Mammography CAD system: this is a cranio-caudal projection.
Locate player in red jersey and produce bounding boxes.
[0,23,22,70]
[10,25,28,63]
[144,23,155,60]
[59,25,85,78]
• • • • • • •
• What is required: Please rewrite the items with "red jersey" changed to "blue jersey", leaving everything else as it stands.

• Response to the exercise:
Mammography CAD system: this is a cranio-caudal projection.
Locate player in blue jersey and produce bounding boxes.
[0,23,22,70]
[10,25,28,63]
[144,23,155,60]
[59,25,85,78]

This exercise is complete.